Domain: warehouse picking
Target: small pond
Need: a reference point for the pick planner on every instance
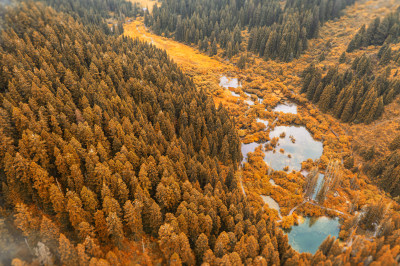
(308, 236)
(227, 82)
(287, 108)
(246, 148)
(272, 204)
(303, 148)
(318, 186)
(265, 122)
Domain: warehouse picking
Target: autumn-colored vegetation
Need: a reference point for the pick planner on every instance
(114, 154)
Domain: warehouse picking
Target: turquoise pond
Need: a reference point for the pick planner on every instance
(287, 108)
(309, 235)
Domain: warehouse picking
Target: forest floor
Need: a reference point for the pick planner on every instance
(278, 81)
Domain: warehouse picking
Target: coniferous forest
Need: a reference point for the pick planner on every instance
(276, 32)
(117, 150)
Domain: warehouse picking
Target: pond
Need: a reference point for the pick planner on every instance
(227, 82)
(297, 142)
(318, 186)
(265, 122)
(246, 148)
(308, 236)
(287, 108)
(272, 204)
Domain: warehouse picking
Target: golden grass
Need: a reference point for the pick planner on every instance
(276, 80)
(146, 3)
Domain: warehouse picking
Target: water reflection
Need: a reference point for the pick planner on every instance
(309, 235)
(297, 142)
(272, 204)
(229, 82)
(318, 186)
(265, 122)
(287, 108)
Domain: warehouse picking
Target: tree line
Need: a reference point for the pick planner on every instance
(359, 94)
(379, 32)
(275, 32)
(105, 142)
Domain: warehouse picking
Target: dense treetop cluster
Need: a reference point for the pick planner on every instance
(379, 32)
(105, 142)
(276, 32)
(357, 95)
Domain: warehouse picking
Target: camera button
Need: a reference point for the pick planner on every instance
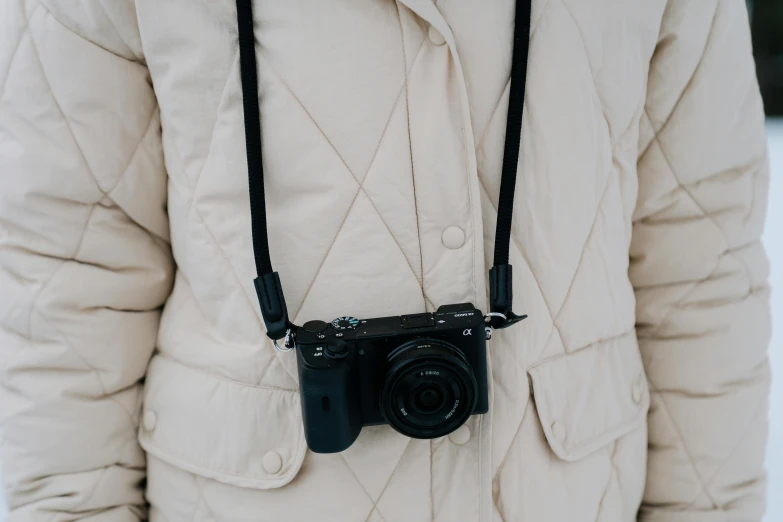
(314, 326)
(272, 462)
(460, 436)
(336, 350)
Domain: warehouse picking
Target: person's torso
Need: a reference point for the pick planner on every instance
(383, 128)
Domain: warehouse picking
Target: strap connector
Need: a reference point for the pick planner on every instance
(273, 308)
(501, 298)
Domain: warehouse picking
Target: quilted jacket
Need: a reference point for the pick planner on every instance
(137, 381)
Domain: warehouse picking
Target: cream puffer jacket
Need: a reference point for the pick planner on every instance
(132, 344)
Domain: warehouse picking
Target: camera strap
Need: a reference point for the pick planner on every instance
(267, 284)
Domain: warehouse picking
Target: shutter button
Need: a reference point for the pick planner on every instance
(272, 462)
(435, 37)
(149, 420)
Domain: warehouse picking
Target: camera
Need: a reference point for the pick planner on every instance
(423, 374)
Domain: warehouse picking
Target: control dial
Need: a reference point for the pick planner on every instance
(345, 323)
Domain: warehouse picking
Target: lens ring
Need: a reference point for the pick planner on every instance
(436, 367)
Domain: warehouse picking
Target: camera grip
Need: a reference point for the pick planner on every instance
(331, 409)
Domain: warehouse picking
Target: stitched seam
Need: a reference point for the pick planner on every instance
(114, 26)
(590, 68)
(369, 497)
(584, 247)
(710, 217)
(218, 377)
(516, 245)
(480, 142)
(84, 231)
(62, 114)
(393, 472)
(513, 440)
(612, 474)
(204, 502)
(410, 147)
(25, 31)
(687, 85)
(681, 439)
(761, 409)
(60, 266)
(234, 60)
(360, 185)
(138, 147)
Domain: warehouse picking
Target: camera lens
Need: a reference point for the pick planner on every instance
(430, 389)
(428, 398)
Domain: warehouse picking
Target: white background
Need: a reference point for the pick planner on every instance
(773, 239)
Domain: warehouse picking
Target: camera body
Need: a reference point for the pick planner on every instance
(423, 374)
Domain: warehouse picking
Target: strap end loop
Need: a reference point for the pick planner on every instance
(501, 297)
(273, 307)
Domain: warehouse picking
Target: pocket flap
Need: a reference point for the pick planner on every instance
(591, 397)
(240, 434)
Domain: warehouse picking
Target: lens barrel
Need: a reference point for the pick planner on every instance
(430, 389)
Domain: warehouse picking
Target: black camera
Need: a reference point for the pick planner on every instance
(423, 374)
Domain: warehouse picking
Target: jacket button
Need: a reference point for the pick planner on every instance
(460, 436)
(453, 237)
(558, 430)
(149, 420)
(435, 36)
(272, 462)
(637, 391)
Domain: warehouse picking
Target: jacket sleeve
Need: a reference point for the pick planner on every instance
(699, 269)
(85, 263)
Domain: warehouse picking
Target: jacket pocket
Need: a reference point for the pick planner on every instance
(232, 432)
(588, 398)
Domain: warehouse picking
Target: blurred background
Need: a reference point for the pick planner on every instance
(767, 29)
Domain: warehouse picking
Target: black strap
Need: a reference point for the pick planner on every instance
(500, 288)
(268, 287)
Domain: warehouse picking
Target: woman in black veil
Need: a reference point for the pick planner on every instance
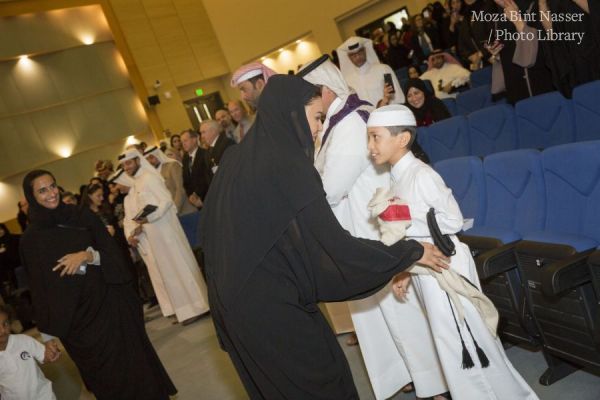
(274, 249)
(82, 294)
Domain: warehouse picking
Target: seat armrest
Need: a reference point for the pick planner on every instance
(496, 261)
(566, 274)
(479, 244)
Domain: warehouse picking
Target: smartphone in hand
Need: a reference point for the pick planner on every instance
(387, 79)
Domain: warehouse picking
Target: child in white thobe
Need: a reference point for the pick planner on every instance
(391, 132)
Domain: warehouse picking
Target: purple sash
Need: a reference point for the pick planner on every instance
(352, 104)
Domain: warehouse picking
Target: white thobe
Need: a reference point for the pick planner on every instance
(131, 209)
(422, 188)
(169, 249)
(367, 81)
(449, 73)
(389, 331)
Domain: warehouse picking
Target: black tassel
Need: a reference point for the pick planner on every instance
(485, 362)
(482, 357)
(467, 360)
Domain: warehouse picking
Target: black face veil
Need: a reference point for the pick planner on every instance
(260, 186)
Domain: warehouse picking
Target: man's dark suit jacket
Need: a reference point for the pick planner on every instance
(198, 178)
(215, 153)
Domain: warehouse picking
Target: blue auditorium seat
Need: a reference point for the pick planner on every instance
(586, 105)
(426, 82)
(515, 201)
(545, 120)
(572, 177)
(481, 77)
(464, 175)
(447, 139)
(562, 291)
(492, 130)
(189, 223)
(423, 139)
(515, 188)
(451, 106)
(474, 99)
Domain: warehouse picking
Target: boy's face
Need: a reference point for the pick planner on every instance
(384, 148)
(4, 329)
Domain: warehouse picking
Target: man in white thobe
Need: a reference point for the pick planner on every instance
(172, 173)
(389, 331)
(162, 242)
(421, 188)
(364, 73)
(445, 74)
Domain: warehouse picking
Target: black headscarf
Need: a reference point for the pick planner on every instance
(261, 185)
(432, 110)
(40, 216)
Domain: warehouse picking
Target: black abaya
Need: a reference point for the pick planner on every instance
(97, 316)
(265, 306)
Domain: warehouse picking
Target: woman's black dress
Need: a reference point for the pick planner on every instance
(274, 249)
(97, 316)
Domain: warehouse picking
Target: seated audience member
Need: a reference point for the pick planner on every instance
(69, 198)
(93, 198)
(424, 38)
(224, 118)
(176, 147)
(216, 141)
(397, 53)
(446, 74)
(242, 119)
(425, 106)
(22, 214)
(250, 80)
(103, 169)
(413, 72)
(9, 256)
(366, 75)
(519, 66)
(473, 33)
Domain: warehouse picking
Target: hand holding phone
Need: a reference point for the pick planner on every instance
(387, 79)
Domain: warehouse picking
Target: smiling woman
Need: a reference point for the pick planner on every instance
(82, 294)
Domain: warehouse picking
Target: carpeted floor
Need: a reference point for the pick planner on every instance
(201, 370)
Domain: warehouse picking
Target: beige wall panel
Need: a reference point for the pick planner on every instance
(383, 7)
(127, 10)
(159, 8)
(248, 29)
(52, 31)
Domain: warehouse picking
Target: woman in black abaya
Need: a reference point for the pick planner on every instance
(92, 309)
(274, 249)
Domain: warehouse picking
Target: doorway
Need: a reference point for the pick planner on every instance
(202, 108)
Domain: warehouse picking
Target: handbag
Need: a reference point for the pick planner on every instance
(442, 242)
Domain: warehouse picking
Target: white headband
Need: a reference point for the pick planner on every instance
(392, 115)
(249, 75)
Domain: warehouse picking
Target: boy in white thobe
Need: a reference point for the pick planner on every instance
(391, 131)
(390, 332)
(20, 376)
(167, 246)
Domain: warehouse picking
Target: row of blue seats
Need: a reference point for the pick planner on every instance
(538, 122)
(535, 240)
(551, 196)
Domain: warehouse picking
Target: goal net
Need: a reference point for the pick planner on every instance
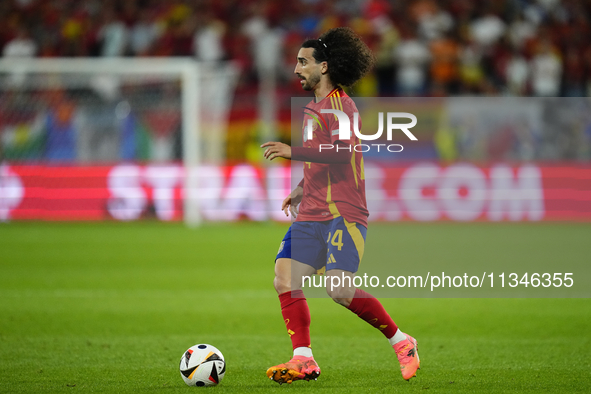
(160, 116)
━━━━━━
How many of the lines above contain the string "lens", with case counting? Reply with the number only.

- [EXERCISE ANSWER] 3